--- Start of Information supplied ---

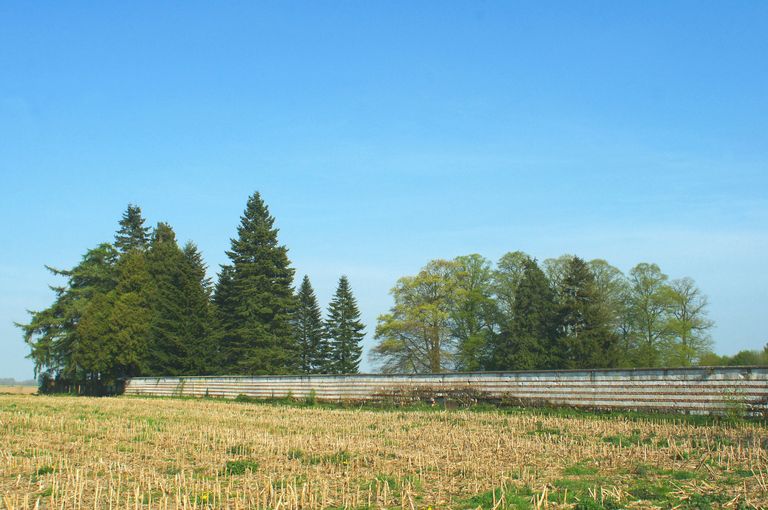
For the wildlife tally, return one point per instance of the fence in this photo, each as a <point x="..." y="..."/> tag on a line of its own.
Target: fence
<point x="698" y="390"/>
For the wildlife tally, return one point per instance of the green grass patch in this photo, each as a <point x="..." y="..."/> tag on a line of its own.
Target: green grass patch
<point x="583" y="468"/>
<point x="240" y="467"/>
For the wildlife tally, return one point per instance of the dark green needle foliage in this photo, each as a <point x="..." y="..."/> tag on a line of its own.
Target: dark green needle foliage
<point x="257" y="336"/>
<point x="311" y="343"/>
<point x="344" y="331"/>
<point x="526" y="343"/>
<point x="132" y="235"/>
<point x="585" y="338"/>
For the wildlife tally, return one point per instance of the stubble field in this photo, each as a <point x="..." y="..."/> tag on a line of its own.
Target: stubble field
<point x="130" y="453"/>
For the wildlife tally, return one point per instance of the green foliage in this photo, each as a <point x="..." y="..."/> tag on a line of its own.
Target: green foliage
<point x="415" y="336"/>
<point x="180" y="334"/>
<point x="528" y="341"/>
<point x="313" y="348"/>
<point x="585" y="338"/>
<point x="133" y="235"/>
<point x="257" y="300"/>
<point x="472" y="310"/>
<point x="54" y="335"/>
<point x="240" y="467"/>
<point x="344" y="332"/>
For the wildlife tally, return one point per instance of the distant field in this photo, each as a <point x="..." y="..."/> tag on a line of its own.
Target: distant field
<point x="72" y="453"/>
<point x="17" y="390"/>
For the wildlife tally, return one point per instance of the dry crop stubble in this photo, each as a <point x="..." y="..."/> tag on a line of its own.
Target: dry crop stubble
<point x="77" y="453"/>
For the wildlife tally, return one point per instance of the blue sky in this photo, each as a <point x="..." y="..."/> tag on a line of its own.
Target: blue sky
<point x="385" y="134"/>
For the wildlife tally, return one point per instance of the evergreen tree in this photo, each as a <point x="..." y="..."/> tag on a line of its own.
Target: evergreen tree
<point x="126" y="337"/>
<point x="525" y="344"/>
<point x="586" y="338"/>
<point x="132" y="235"/>
<point x="197" y="314"/>
<point x="344" y="330"/>
<point x="225" y="321"/>
<point x="473" y="310"/>
<point x="169" y="346"/>
<point x="258" y="337"/>
<point x="54" y="335"/>
<point x="308" y="327"/>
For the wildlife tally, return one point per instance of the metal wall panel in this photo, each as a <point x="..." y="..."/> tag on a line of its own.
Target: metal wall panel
<point x="699" y="389"/>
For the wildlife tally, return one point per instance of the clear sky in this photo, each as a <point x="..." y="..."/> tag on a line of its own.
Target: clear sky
<point x="385" y="134"/>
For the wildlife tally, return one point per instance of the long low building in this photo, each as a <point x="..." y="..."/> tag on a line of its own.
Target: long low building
<point x="696" y="389"/>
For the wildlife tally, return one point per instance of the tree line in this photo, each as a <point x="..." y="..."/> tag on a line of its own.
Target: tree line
<point x="566" y="313"/>
<point x="143" y="306"/>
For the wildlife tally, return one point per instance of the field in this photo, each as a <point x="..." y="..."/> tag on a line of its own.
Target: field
<point x="17" y="390"/>
<point x="130" y="453"/>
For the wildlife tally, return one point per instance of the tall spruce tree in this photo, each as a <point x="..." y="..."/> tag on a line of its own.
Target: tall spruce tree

--- End of Information supplied ---

**To be done:** From the line containing "of the metal" through the closing line of the material above, return every line exactly and omit all others.

**Full response:**
For the wildlife tally, return one point per instance of the metal wall panel in this photo, each as a <point x="..." y="..."/> tag on a line of its own.
Target: metal wall panel
<point x="699" y="389"/>
For the wildlife tally, return one point per instance of the clear sky in this photo, each as a <point x="..." y="..."/> tag on a line of its own.
Target: clear sky
<point x="385" y="134"/>
For the wildlife tally, return one point per instance of the long low building in this photo, each as a <point x="..." y="..."/> tag on a line of its own.
Target: long low building
<point x="696" y="389"/>
For the wildlife tally, return one point per instance of the tree line in this photo, each as a <point x="..." y="..."/> tag on a line of its own.
Target: tree line
<point x="566" y="313"/>
<point x="143" y="306"/>
For the wildlife tally, return one point per instance of the field in this photo, each as a <point x="..." y="..."/> tag on a line of its own.
Target: field
<point x="17" y="390"/>
<point x="130" y="453"/>
For the wildlife tally, return one point per instance of the tall spruce tree in this photo, each as a <point x="..." y="..."/> tag on a line of its own.
Target: tall spruce tree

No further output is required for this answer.